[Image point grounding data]
-- Opening Marker --

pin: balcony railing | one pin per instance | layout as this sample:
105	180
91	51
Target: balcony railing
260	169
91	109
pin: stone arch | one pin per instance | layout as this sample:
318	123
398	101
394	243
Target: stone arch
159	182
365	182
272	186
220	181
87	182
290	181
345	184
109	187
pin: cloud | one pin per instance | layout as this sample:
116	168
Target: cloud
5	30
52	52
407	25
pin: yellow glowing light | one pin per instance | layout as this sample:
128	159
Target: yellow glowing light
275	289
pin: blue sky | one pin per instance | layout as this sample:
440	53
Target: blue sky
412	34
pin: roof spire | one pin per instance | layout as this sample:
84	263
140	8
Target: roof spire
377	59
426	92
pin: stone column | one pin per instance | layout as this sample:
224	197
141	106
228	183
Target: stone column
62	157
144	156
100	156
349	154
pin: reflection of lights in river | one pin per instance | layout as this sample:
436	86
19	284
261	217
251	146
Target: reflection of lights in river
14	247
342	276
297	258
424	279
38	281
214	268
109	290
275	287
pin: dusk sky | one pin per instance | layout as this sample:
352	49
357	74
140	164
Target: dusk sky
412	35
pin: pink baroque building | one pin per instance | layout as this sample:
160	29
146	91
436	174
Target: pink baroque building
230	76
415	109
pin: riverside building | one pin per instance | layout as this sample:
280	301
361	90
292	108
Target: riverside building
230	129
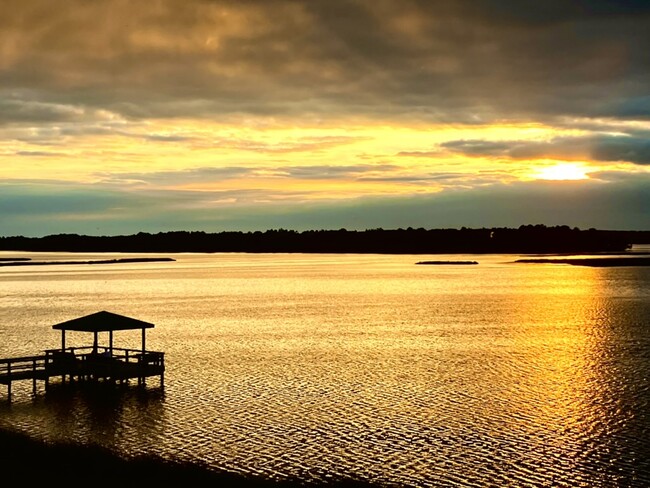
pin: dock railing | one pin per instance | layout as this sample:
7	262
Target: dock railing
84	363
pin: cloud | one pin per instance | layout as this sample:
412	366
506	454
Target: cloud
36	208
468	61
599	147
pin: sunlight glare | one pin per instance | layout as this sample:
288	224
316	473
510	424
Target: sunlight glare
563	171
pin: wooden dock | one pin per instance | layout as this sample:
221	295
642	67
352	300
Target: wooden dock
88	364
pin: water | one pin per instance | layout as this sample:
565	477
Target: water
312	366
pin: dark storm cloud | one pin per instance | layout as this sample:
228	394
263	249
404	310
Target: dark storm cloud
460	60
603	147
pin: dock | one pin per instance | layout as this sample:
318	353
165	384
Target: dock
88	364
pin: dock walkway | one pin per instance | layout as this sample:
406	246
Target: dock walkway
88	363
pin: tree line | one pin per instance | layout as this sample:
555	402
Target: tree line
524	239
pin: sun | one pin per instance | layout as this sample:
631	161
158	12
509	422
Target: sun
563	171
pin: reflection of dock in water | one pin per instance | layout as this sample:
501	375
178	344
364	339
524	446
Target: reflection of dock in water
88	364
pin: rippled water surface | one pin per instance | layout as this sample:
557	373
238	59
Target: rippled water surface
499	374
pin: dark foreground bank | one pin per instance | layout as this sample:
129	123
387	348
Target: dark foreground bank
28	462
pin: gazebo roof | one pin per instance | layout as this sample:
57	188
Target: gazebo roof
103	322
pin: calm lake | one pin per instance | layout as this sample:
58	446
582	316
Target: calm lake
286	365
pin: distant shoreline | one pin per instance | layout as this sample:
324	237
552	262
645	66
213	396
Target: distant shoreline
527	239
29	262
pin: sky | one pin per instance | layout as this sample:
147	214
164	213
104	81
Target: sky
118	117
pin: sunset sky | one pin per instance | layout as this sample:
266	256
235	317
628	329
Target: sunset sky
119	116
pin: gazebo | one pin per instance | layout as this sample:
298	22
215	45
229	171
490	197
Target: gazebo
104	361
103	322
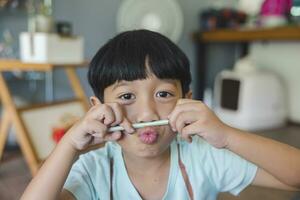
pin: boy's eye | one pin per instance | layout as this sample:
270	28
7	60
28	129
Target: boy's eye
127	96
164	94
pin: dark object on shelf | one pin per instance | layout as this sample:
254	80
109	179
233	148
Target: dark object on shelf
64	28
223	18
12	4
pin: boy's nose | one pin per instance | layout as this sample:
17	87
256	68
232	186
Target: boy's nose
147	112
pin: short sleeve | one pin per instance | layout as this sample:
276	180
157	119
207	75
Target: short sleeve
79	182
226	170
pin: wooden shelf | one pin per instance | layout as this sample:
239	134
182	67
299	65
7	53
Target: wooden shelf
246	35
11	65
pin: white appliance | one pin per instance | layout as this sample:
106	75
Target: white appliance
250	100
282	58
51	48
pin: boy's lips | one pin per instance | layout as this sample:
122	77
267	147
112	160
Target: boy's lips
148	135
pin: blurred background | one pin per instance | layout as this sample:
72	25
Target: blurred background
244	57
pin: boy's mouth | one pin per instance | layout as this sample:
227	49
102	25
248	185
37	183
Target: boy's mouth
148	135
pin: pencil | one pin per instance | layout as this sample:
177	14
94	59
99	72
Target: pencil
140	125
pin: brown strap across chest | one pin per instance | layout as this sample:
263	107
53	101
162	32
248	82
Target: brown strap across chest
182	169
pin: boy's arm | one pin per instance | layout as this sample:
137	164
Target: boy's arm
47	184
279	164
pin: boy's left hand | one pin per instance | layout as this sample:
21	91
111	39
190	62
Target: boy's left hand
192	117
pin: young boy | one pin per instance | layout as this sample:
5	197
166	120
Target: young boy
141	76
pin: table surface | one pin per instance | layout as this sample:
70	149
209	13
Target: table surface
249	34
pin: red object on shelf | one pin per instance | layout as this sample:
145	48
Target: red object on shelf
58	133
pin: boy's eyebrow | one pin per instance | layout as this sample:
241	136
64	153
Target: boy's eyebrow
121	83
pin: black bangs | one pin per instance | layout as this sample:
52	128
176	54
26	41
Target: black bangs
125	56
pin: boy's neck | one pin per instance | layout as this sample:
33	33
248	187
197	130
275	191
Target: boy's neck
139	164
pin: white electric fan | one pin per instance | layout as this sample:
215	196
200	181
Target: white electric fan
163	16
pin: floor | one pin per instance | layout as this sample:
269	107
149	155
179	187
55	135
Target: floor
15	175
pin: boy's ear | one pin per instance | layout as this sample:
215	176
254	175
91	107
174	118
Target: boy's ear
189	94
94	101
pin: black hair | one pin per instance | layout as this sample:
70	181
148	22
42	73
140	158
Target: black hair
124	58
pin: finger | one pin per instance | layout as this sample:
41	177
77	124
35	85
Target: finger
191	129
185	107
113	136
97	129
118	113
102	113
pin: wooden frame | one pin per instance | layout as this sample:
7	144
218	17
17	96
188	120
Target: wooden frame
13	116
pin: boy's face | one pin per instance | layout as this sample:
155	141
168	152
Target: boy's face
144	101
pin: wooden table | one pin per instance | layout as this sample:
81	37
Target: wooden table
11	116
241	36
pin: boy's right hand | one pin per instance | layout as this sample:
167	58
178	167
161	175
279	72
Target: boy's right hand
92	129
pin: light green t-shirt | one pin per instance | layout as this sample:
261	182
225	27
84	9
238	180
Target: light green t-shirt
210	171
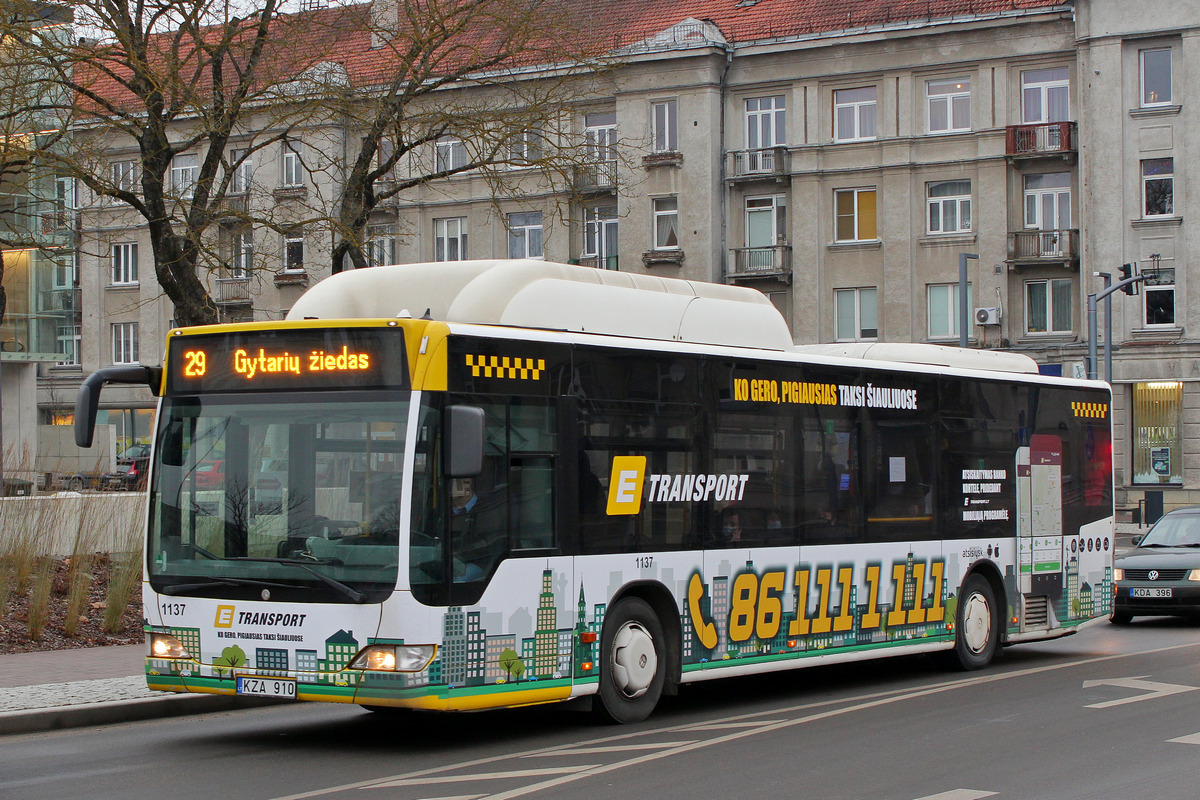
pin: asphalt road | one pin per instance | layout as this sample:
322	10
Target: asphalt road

-- Closing Marker --

**WHAT YOU SHOULD DO**
Where a line of the records has the string "road", copy that line.

**SOLUTION**
pin: asphalt road | one pin per instance | layout as this sample:
Target: asphalt road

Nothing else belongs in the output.